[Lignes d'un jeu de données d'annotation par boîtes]
──────

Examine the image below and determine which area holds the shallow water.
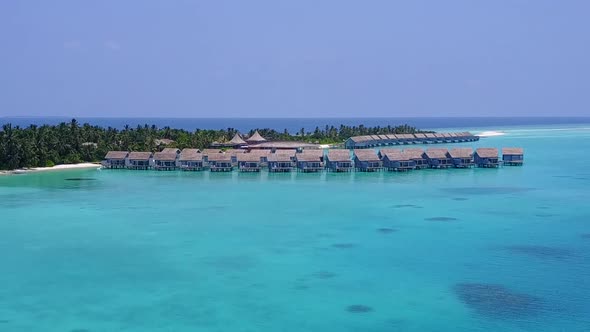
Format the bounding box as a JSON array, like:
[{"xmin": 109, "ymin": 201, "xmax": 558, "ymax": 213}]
[{"xmin": 0, "ymin": 128, "xmax": 590, "ymax": 332}]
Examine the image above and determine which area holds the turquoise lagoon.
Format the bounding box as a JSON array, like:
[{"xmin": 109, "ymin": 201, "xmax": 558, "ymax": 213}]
[{"xmin": 0, "ymin": 125, "xmax": 590, "ymax": 332}]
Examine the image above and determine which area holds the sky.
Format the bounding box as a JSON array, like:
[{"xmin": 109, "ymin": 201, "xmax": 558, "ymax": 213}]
[{"xmin": 0, "ymin": 0, "xmax": 590, "ymax": 117}]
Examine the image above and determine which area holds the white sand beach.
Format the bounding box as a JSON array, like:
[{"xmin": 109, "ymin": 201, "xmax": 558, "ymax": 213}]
[{"xmin": 476, "ymin": 130, "xmax": 506, "ymax": 137}]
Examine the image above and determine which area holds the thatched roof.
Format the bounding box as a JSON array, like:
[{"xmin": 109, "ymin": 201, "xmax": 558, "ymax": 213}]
[
  {"xmin": 104, "ymin": 151, "xmax": 129, "ymax": 159},
  {"xmin": 327, "ymin": 149, "xmax": 350, "ymax": 162},
  {"xmin": 246, "ymin": 130, "xmax": 266, "ymax": 143},
  {"xmin": 425, "ymin": 149, "xmax": 449, "ymax": 159},
  {"xmin": 229, "ymin": 133, "xmax": 246, "ymax": 145},
  {"xmin": 180, "ymin": 149, "xmax": 203, "ymax": 161},
  {"xmin": 404, "ymin": 148, "xmax": 424, "ymax": 159},
  {"xmin": 449, "ymin": 148, "xmax": 473, "ymax": 158},
  {"xmin": 268, "ymin": 153, "xmax": 295, "ymax": 162},
  {"xmin": 475, "ymin": 148, "xmax": 498, "ymax": 158},
  {"xmin": 238, "ymin": 153, "xmax": 261, "ymax": 163},
  {"xmin": 154, "ymin": 149, "xmax": 178, "ymax": 161},
  {"xmin": 381, "ymin": 149, "xmax": 410, "ymax": 161},
  {"xmin": 274, "ymin": 149, "xmax": 297, "ymax": 157},
  {"xmin": 129, "ymin": 152, "xmax": 152, "ymax": 160},
  {"xmin": 248, "ymin": 141, "xmax": 320, "ymax": 149},
  {"xmin": 353, "ymin": 149, "xmax": 379, "ymax": 161},
  {"xmin": 208, "ymin": 153, "xmax": 231, "ymax": 162},
  {"xmin": 295, "ymin": 150, "xmax": 324, "ymax": 161},
  {"xmin": 502, "ymin": 148, "xmax": 524, "ymax": 156},
  {"xmin": 201, "ymin": 149, "xmax": 221, "ymax": 156}
]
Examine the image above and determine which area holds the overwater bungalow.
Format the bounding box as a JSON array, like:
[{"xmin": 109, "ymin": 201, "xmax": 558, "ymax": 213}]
[
  {"xmin": 208, "ymin": 153, "xmax": 233, "ymax": 172},
  {"xmin": 502, "ymin": 148, "xmax": 524, "ymax": 166},
  {"xmin": 178, "ymin": 149, "xmax": 203, "ymax": 171},
  {"xmin": 473, "ymin": 148, "xmax": 500, "ymax": 168},
  {"xmin": 353, "ymin": 149, "xmax": 381, "ymax": 172},
  {"xmin": 237, "ymin": 153, "xmax": 261, "ymax": 172},
  {"xmin": 344, "ymin": 132, "xmax": 479, "ymax": 149},
  {"xmin": 379, "ymin": 149, "xmax": 416, "ymax": 171},
  {"xmin": 404, "ymin": 148, "xmax": 428, "ymax": 169},
  {"xmin": 326, "ymin": 149, "xmax": 352, "ymax": 172},
  {"xmin": 246, "ymin": 130, "xmax": 266, "ymax": 145},
  {"xmin": 154, "ymin": 148, "xmax": 180, "ymax": 171},
  {"xmin": 268, "ymin": 152, "xmax": 295, "ymax": 173},
  {"xmin": 127, "ymin": 152, "xmax": 154, "ymax": 170},
  {"xmin": 102, "ymin": 151, "xmax": 129, "ymax": 169},
  {"xmin": 425, "ymin": 149, "xmax": 453, "ymax": 168},
  {"xmin": 295, "ymin": 150, "xmax": 324, "ymax": 173},
  {"xmin": 449, "ymin": 148, "xmax": 475, "ymax": 168},
  {"xmin": 201, "ymin": 149, "xmax": 223, "ymax": 164}
]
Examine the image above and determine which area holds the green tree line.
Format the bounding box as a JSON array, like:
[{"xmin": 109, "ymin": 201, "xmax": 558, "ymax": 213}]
[{"xmin": 0, "ymin": 119, "xmax": 420, "ymax": 169}]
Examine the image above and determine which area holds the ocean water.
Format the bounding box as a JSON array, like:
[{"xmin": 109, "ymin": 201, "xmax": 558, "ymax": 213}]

──────

__EXERCICE ÉCRIT__.
Recopiez à l'identique l'ensemble du matériel ci-dessus, ligne par ligne. Laissez les images de côté.

__RÉSULTAT__.
Examine the image below and determine which area holds the shallow water.
Format the bounding box as a JSON array, like:
[{"xmin": 109, "ymin": 201, "xmax": 558, "ymax": 213}]
[{"xmin": 0, "ymin": 128, "xmax": 590, "ymax": 332}]
Examine the image above and determine which area holds the turquoise lagoon.
Format the bounding box as a JSON array, like:
[{"xmin": 109, "ymin": 201, "xmax": 558, "ymax": 213}]
[{"xmin": 0, "ymin": 125, "xmax": 590, "ymax": 332}]
Examine the image above and determine which area holds the sky.
Format the bounding box as a JSON array, like:
[{"xmin": 109, "ymin": 201, "xmax": 558, "ymax": 213}]
[{"xmin": 0, "ymin": 0, "xmax": 590, "ymax": 117}]
Examine the image above and determine which area holds the white sand beach.
Format the bounding box as a JSON array, like:
[{"xmin": 109, "ymin": 201, "xmax": 558, "ymax": 213}]
[{"xmin": 476, "ymin": 130, "xmax": 506, "ymax": 137}]
Examine the image above and determine which area holds the thatched roof.
Format the bounding box as a JSON array, like:
[{"xmin": 109, "ymin": 201, "xmax": 558, "ymax": 213}]
[
  {"xmin": 104, "ymin": 151, "xmax": 129, "ymax": 159},
  {"xmin": 327, "ymin": 149, "xmax": 350, "ymax": 162},
  {"xmin": 246, "ymin": 130, "xmax": 266, "ymax": 143},
  {"xmin": 425, "ymin": 149, "xmax": 449, "ymax": 159},
  {"xmin": 229, "ymin": 133, "xmax": 246, "ymax": 145},
  {"xmin": 180, "ymin": 149, "xmax": 203, "ymax": 161},
  {"xmin": 404, "ymin": 148, "xmax": 424, "ymax": 159},
  {"xmin": 449, "ymin": 148, "xmax": 473, "ymax": 158},
  {"xmin": 268, "ymin": 153, "xmax": 295, "ymax": 162},
  {"xmin": 475, "ymin": 148, "xmax": 498, "ymax": 158},
  {"xmin": 238, "ymin": 153, "xmax": 261, "ymax": 163},
  {"xmin": 154, "ymin": 149, "xmax": 178, "ymax": 161},
  {"xmin": 381, "ymin": 149, "xmax": 410, "ymax": 161},
  {"xmin": 274, "ymin": 149, "xmax": 297, "ymax": 157},
  {"xmin": 129, "ymin": 152, "xmax": 152, "ymax": 160},
  {"xmin": 248, "ymin": 141, "xmax": 320, "ymax": 149},
  {"xmin": 353, "ymin": 149, "xmax": 379, "ymax": 161},
  {"xmin": 208, "ymin": 153, "xmax": 231, "ymax": 162},
  {"xmin": 295, "ymin": 150, "xmax": 324, "ymax": 161},
  {"xmin": 502, "ymin": 148, "xmax": 524, "ymax": 156},
  {"xmin": 201, "ymin": 149, "xmax": 221, "ymax": 156}
]
Examine the image above and determine which area holds the overwater bungalow.
Format the bounding box as a JSON array, like:
[{"xmin": 109, "ymin": 201, "xmax": 558, "ymax": 213}]
[
  {"xmin": 208, "ymin": 153, "xmax": 233, "ymax": 172},
  {"xmin": 502, "ymin": 148, "xmax": 524, "ymax": 166},
  {"xmin": 178, "ymin": 149, "xmax": 203, "ymax": 171},
  {"xmin": 473, "ymin": 148, "xmax": 500, "ymax": 168},
  {"xmin": 353, "ymin": 149, "xmax": 381, "ymax": 172},
  {"xmin": 237, "ymin": 153, "xmax": 261, "ymax": 172},
  {"xmin": 344, "ymin": 132, "xmax": 479, "ymax": 149},
  {"xmin": 379, "ymin": 149, "xmax": 416, "ymax": 171},
  {"xmin": 404, "ymin": 148, "xmax": 428, "ymax": 169},
  {"xmin": 326, "ymin": 149, "xmax": 352, "ymax": 172},
  {"xmin": 246, "ymin": 130, "xmax": 266, "ymax": 145},
  {"xmin": 154, "ymin": 148, "xmax": 180, "ymax": 171},
  {"xmin": 268, "ymin": 152, "xmax": 295, "ymax": 173},
  {"xmin": 127, "ymin": 152, "xmax": 154, "ymax": 170},
  {"xmin": 102, "ymin": 151, "xmax": 129, "ymax": 169},
  {"xmin": 425, "ymin": 149, "xmax": 453, "ymax": 168},
  {"xmin": 295, "ymin": 150, "xmax": 324, "ymax": 173},
  {"xmin": 449, "ymin": 148, "xmax": 475, "ymax": 168},
  {"xmin": 201, "ymin": 149, "xmax": 223, "ymax": 164}
]
Examine the image above and determine which area holds the green tree line.
Format the bounding box as a JSON array, like:
[{"xmin": 109, "ymin": 201, "xmax": 558, "ymax": 213}]
[{"xmin": 0, "ymin": 119, "xmax": 420, "ymax": 169}]
Examine the image above and determine which area holds the ocean water.
Format the bounding box as a JSON array, like:
[{"xmin": 109, "ymin": 201, "xmax": 558, "ymax": 213}]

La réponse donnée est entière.